GIVEN REQUEST: Show each line in the listing below that contains the word "abacus", copying every such line in full.

>>>>

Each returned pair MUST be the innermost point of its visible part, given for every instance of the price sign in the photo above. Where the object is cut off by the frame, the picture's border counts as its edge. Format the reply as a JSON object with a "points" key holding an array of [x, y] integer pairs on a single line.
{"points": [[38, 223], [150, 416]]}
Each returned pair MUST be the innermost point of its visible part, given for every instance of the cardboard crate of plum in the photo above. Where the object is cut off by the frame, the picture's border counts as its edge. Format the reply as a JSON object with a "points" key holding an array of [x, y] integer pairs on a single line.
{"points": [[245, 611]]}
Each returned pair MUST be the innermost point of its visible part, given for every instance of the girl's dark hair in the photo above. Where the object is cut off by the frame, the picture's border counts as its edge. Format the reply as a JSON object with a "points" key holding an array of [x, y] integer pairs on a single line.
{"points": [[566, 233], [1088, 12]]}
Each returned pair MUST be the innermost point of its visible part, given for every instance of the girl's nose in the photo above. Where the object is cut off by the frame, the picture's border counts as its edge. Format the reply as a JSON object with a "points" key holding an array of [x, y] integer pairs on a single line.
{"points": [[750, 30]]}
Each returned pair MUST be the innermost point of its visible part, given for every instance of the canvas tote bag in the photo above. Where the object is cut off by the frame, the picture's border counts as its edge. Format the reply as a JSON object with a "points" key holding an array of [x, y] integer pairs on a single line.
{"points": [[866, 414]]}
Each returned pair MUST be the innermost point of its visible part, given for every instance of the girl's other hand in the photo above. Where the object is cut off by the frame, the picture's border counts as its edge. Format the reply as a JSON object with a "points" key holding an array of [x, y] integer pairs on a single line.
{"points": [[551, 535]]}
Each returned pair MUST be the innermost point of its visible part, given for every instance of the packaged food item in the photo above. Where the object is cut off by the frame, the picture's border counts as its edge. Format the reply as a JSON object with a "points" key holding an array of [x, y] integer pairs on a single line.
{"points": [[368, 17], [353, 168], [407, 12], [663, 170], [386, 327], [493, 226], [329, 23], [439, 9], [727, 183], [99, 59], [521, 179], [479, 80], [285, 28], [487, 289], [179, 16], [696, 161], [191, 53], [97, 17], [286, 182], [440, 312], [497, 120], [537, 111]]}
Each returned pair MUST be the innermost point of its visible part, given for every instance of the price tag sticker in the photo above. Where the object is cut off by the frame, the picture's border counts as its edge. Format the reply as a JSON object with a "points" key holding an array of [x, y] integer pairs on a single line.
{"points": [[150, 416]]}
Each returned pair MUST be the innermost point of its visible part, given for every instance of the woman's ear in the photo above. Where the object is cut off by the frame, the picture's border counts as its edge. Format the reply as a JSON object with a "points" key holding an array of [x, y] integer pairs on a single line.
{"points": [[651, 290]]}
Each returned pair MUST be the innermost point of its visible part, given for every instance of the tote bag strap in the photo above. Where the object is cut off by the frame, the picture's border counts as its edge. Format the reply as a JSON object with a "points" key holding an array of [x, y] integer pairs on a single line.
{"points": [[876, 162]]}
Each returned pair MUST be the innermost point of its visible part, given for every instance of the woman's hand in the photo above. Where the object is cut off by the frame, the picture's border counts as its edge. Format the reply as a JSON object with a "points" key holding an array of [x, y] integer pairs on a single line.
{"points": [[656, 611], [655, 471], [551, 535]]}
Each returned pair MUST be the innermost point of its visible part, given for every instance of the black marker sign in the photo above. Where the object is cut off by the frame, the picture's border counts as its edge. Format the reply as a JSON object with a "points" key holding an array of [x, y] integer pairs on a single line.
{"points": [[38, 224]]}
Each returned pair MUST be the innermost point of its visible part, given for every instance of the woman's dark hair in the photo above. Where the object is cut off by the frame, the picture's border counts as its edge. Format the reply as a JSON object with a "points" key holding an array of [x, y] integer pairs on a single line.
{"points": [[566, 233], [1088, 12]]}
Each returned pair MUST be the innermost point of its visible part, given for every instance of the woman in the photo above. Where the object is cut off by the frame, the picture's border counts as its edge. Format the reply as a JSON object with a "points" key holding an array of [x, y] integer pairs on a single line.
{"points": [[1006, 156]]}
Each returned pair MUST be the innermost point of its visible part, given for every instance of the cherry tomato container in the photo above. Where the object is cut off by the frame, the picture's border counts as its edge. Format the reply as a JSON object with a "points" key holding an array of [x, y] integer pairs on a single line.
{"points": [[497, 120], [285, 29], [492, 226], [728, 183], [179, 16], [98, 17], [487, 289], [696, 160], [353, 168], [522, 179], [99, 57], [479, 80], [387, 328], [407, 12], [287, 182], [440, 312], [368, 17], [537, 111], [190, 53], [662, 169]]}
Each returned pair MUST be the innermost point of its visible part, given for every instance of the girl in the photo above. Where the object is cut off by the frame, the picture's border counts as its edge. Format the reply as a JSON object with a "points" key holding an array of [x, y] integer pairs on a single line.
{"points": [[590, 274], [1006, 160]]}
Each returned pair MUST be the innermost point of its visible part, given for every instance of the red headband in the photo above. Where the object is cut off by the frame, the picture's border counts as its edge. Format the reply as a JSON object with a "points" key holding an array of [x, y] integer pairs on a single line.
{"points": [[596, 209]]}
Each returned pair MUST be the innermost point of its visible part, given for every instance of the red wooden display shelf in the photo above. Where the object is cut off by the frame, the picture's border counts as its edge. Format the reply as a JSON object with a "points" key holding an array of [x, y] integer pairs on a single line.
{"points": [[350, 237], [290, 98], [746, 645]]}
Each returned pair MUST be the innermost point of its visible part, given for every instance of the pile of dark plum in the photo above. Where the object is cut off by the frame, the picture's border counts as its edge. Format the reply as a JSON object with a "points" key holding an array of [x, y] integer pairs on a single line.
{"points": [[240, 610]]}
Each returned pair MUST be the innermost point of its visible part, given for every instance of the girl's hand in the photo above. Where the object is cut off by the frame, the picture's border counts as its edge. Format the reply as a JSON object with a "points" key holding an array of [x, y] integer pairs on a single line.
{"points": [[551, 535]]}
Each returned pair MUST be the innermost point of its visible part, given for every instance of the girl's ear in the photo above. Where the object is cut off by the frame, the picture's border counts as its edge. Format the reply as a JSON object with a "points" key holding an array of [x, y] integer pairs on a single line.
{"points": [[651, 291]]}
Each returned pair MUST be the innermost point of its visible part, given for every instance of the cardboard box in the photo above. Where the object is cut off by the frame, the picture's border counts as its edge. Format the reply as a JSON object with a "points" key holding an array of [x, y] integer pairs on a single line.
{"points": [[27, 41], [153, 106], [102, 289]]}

<<<<
>>>>

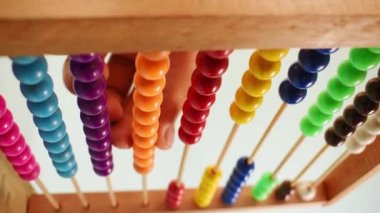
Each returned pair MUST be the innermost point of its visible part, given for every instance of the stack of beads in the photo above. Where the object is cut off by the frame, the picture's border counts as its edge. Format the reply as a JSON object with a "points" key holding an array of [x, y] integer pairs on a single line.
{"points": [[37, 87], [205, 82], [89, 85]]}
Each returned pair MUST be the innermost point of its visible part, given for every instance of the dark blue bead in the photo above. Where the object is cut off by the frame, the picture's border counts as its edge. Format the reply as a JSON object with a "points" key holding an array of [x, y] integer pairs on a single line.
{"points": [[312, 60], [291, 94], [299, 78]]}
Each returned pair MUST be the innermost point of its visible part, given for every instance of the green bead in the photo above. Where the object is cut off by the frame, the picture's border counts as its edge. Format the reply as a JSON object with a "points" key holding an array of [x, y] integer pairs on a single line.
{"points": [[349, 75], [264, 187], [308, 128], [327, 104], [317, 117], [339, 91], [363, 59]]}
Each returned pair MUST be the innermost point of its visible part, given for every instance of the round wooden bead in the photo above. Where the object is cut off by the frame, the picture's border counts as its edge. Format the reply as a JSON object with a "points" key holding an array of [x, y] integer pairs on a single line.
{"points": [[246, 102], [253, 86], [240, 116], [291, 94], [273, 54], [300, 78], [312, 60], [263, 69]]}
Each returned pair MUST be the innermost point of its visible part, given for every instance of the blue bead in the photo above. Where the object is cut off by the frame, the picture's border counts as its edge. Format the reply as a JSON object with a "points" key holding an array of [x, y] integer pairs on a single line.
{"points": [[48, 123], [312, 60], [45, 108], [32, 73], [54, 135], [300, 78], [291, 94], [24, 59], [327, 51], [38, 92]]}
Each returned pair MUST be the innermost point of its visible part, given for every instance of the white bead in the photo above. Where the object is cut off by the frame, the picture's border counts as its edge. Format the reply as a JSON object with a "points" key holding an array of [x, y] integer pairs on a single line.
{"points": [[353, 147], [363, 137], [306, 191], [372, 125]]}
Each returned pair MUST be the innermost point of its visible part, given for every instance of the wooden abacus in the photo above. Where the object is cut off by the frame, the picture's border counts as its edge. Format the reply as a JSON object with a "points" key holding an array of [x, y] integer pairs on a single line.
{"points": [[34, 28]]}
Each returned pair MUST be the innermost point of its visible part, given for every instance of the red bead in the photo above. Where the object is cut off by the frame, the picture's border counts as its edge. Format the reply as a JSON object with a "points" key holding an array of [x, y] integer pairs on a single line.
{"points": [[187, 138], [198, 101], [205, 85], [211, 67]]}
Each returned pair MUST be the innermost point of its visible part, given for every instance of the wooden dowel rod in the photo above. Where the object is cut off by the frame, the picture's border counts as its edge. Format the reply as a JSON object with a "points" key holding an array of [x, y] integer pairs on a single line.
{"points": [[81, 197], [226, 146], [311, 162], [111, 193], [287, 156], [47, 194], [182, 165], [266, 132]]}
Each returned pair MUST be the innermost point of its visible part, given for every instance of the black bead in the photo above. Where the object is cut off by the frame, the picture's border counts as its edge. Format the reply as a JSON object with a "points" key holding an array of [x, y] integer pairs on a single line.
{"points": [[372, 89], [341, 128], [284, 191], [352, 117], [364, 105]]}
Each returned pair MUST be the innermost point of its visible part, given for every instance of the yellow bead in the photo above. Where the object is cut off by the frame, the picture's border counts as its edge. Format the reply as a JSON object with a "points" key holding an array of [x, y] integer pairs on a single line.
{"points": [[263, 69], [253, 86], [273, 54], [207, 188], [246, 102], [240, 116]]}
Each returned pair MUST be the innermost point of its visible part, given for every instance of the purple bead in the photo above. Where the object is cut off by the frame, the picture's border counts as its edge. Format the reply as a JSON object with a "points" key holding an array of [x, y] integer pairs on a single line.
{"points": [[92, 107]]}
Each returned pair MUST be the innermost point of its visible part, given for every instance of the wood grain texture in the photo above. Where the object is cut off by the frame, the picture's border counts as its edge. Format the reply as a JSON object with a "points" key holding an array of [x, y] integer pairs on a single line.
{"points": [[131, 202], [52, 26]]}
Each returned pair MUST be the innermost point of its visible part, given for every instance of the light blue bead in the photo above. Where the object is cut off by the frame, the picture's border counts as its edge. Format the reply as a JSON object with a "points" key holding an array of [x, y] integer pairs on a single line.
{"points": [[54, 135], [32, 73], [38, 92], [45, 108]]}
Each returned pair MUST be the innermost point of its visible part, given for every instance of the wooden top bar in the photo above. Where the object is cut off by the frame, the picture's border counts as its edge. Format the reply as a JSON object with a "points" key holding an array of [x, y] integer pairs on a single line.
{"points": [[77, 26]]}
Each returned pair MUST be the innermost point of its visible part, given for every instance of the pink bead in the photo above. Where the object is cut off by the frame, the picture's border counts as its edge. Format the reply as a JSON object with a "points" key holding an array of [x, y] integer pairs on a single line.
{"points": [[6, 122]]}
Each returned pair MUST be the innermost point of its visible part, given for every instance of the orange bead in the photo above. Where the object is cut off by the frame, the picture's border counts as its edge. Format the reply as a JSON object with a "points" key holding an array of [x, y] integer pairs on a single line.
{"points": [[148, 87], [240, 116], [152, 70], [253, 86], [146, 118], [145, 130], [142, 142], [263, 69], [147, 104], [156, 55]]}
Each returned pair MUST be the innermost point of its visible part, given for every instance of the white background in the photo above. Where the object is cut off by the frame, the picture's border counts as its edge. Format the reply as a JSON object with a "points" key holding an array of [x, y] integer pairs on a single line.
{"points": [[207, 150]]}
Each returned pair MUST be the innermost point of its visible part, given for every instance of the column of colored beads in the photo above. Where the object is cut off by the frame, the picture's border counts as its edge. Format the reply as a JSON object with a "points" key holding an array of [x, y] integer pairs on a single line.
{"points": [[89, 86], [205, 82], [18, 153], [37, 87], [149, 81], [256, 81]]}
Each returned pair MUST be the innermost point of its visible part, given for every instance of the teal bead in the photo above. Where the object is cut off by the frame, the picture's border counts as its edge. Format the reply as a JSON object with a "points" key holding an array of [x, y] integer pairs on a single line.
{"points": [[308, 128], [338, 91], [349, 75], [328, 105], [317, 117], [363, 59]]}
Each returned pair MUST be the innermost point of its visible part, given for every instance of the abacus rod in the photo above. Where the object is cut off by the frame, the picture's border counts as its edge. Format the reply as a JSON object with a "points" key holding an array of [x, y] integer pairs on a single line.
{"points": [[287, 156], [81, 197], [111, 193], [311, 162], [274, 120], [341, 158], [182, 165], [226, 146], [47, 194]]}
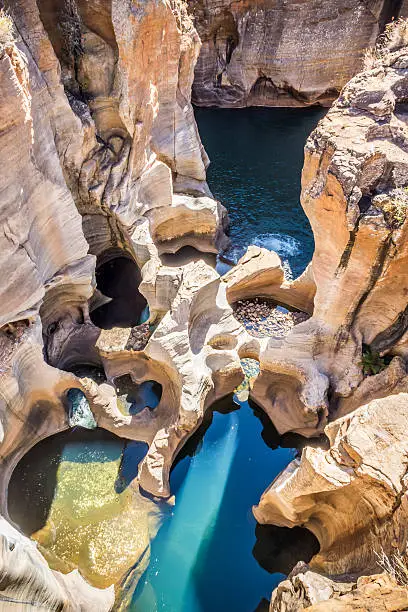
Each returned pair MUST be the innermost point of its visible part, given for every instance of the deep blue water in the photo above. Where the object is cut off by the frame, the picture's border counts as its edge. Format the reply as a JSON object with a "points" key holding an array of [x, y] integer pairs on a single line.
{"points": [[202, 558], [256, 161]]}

<<<<

RESULT BELOW:
Each returned pair MUST be the innermost point of its visible part, given for every instance of the wooden abacus in the photo above. Where the object is cut off by the frame, the picture's border counts as its edge. Format the reply as a JSON object with a "points" key holding an array of [x, y] integer pairs on a single line.
Each returned pair MUST be the innermost point of its visible part, given for every instance of the abacus rod in the photo above. Where the object is cut off by the frame, the picture's border counts as its edge. Format the reply as a JSON object with a "points" key holding an array of [x, y] integer pairs on a single line.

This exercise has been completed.